HOW TO COMPLETE THIS TASK
Look through the data below and extract, unchanged, the lines from the one that contains "Wildlife-tally request: put a marker on the license" to the one that contains "Wildlife-tally request: put a marker on the sandy", both included.

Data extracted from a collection
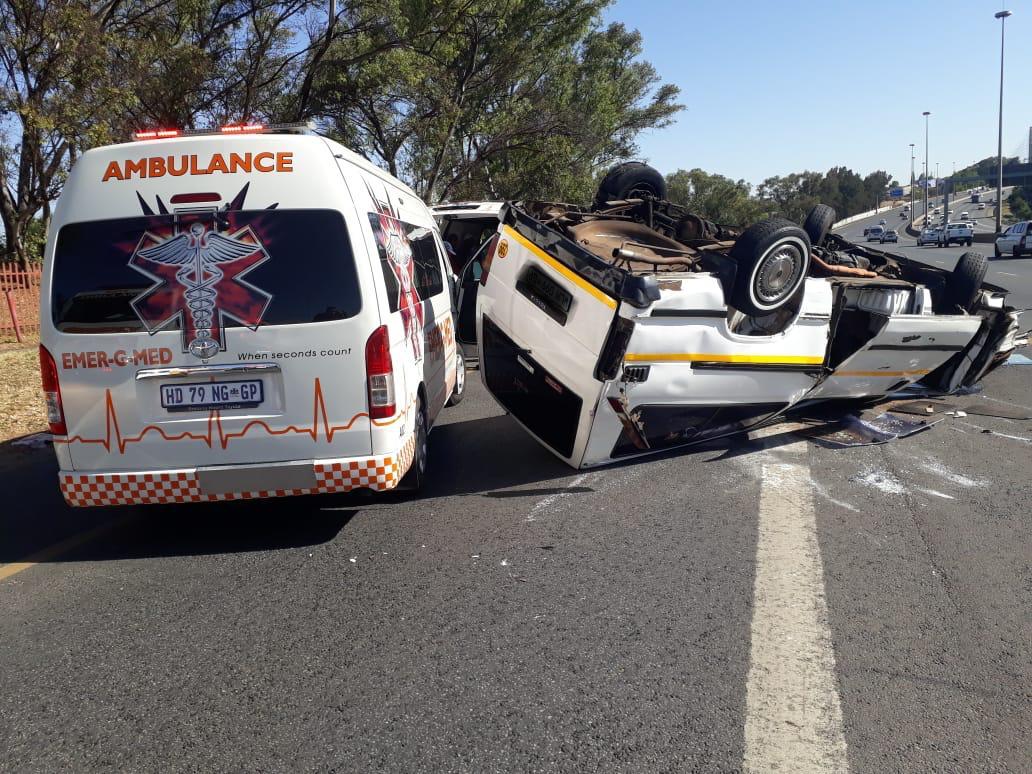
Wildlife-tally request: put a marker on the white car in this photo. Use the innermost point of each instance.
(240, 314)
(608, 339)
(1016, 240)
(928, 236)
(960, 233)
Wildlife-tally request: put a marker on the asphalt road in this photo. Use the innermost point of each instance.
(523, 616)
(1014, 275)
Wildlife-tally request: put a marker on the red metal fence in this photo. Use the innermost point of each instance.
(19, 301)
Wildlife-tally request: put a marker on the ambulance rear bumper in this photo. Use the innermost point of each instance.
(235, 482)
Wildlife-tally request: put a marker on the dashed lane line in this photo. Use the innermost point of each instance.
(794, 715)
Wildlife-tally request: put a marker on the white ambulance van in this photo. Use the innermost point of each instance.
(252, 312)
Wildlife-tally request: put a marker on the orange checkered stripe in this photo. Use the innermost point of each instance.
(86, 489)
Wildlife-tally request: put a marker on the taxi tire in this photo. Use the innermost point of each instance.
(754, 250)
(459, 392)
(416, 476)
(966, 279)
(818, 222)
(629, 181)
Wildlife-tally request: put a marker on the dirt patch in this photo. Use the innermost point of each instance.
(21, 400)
* * *
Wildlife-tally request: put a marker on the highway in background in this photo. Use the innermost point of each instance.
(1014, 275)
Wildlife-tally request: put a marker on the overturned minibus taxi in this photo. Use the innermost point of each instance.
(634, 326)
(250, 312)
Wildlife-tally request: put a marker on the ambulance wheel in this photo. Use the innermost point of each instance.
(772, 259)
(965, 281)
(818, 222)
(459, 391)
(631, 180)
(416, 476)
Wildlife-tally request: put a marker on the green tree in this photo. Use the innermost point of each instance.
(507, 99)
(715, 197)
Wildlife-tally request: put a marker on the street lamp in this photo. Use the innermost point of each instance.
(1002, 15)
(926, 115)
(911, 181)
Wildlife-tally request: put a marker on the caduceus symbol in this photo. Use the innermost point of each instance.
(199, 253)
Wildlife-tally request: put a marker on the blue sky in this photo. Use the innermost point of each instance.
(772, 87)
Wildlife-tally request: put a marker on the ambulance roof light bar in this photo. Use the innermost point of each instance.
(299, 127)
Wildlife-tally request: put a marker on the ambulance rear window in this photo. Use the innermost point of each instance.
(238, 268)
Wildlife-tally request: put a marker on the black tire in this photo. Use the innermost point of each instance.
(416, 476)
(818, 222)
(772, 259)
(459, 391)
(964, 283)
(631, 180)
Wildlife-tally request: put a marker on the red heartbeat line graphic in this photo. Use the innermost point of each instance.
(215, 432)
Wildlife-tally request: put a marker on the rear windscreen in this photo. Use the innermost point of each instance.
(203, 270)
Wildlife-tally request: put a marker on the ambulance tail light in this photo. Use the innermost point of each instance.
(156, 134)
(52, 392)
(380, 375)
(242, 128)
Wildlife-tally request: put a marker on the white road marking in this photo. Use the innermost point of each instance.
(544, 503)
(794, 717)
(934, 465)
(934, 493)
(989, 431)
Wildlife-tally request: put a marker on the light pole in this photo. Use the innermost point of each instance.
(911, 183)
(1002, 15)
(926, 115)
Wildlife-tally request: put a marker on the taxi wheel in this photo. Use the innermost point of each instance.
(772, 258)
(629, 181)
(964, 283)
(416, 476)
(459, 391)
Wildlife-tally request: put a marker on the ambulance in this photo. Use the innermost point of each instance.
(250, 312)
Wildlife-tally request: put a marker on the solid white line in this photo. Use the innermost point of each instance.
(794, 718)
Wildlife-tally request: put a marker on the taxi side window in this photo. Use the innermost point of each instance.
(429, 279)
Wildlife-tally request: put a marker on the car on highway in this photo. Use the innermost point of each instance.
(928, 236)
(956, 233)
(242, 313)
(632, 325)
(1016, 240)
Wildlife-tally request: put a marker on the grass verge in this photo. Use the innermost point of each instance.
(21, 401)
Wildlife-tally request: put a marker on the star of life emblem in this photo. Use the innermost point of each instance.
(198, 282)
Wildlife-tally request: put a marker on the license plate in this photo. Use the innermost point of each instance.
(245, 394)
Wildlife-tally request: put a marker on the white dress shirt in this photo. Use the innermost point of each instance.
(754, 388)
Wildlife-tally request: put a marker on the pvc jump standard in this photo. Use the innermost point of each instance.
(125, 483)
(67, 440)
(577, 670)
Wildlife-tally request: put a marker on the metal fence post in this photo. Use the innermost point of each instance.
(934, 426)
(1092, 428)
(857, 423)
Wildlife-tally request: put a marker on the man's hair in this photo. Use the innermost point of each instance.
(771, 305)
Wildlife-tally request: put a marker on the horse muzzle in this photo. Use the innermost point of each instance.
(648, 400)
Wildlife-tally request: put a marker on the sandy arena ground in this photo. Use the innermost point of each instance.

WRITTEN REPLY
Wildlife-tally request: put a marker on the license plate in this photo. Use the innermost point of each instance.
(245, 394)
Wildlife-tally request: put a marker on the white dress shirt in this photo. Use the innermost point of each instance.
(754, 388)
Wildlife-tally request: put a marker on the pvc jump standard in this photo. Use the innermost point of each instance.
(125, 483)
(67, 440)
(577, 670)
Wildlife-tally request: put a marker on the metal fence post in this photo. Use the innermost point of each instance.
(934, 426)
(1092, 428)
(857, 423)
Wildlife-tally request: put a marker on the man's hair in this photo. Use the innermost point of each instance.
(771, 305)
Wildlife-tally request: put a marker on the horse muzzle in this photo. Use the innermost point of each instance.
(648, 400)
Wildlife-tally request: put a marker on the sandy arena ground in this photo. Use the innermost point of each instance.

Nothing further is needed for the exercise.